Ken Loach : invité d’honneur des Journées cinématographiques

08 February 2023 | PAR Juliette Brunet

Tandis que la France connaissait une nouvelle journée de mobilisation contre la réforme des retraites ce mardi 7 février, les 23ème Journées cinématographiques accueillaient le réalisateur britannique Ken Loach, connu pour son cinéma social et militant. A la suite de la projection de son documentaire Which side are you on ?, il a pu échanger avec le public du cinéma L’Écran de St Denis.

Les 23ème Journées cinématographiques se sont ouvertes ce jeudi 2 février 2023. Sur le thème des « Regards satellites », elles s’achèveront le 11 février prochain après la diffusion d’une cinquantaine de films dans quatre cinémas : L’Écran (Saint Denis), Le Studio (Aubervilliers), L’Étoile (La Courneuve) et L’Espace 1789 (Saint-Ouen). Ce mardi 7 février, le réalisateur britannique à la double palme-d’or Ken Loach était l’invité d’honneur du festival, alors que la France connaissait son troisième jour de grève contre la réforme des retraites.

 

Un regard militant et radical qui ne renonce pas à l’espoir

« C’est un temps de lutte, en ce jour, les gens se battent. C’est toujours un moment galvanisant », se réjouit Ken Loach lors de la rencontre avec la presse. Si la France a connu une nouvelle journée de mobilisation, les agents des services publics britanniques rejoignent aussi les piquets de grève depuis le début de l’année. Rassemblant les secteurs de la santé, de l’enseignement, des transports, mais aussi la poste, les pompiers, la polices aux frontières, ces manifestations constituent le plus grand mouvement social que le Royaume-Uni a connu depuis les années 1980. « C’est un moment porteur d’espoir, les syndicats sont mêmes redevenus populaires ! », ironise le réalisateur.

Le cinéaste a exprimé sa gratitude d’être l’invité d’honneur du Festival de Saint-Denis. Cette ville n’est pas sans rappeler celles qu’il a mises à l’écran : les zones ouvrières et les populations immigrantes en sont les dénominateurs communs. Toutefois, ce qui l’intéresse n’est pas tant la cohabitation des différentes cultures et générations mais bien ce qui les unit : ils sont placés sous le regard des employeurs et des propriétaires, uniquement intéressé par le profit qu’ils peuvent tirer de ces populations. Cet écart irréconciliable entre ceux qui vendent leur force de travail et ceux qui disposent des moyens de productions se retrouve dans l’industrie du cinéma. Pour Ken Loach, le cinéma est un média absolument brillant, en ce qu’il permet de dépeindre des histoires et des personnages à l’infini, « mais ce que nous en avons fait est infime ». En effet, les artisans du cinéma que sont les réalisateurs doivent se plier aux choix des studios de production et des financiers, qui réduisent considérablement les potentialités créatives au profit de la rentabilité des projets.

■ Consigne A: Recopiez fidèlement le passage de l'extrait sur Ken Loach en commençant par « Tandis que la » et en allant jusqu'à « de St Denis. ».
■ Consigne B: D'après l'extrait sur Ken Loach, quel documentaire du réalisateur a été projeté avant son échange avec le public du cinéma L'Écran ?

■ Données brutes:
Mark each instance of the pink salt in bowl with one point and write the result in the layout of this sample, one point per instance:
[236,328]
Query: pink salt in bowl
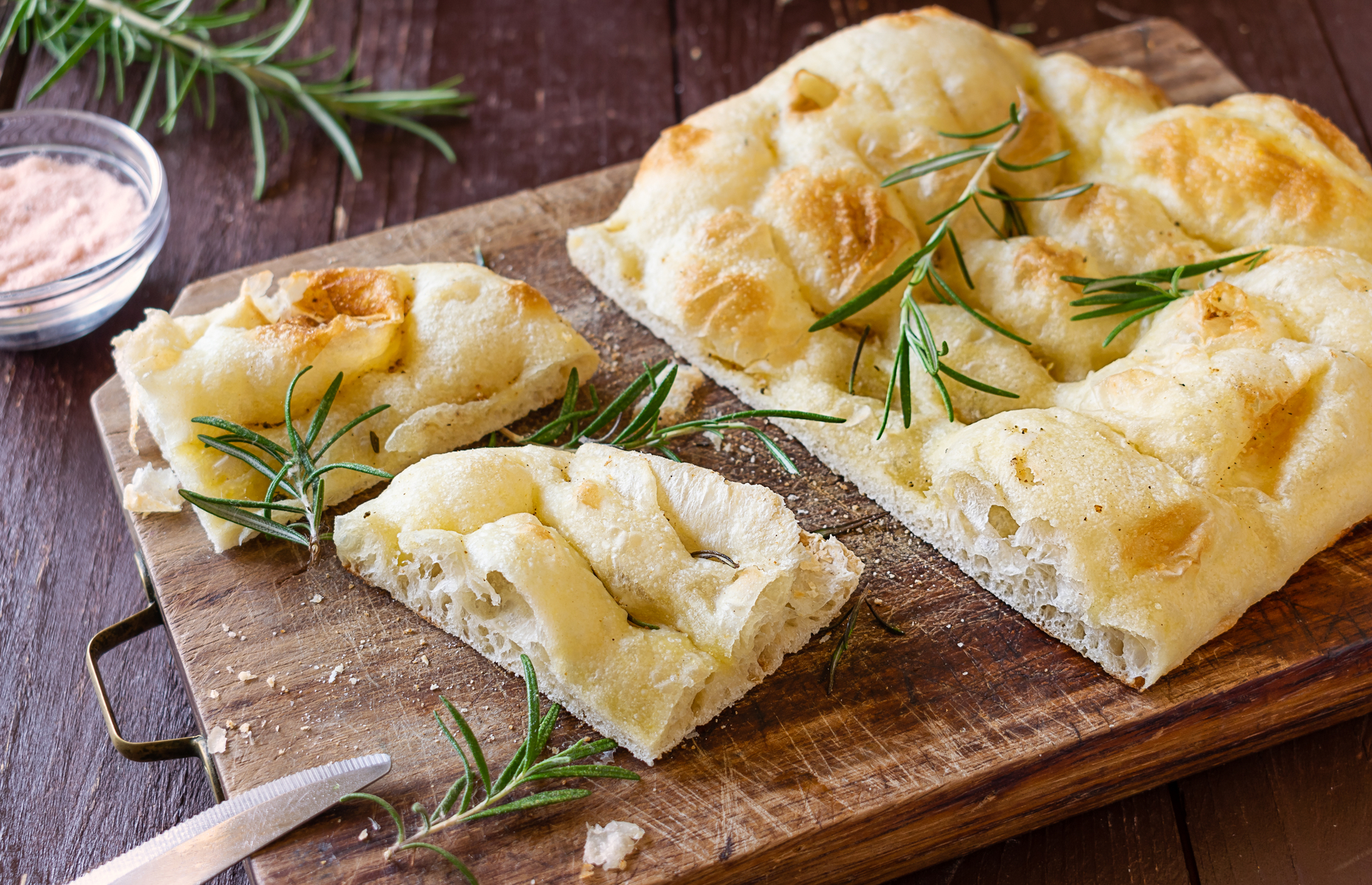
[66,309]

■ Réponse attendue A:
Tandis que la France connaissait une nouvelle journée de mobilisation contre la réforme des retraites ce mardi 7 février, les 23ème Journées cinématographiques accueillaient le réalisateur britannique Ken Loach, connu pour son cinéma social et militant. A la suite de la projection de son documentaire Which side are you on ?, il a pu échanger avec le public du cinéma L’Écran de St Denis.

■ Réponse attendue B: Which side are you on ?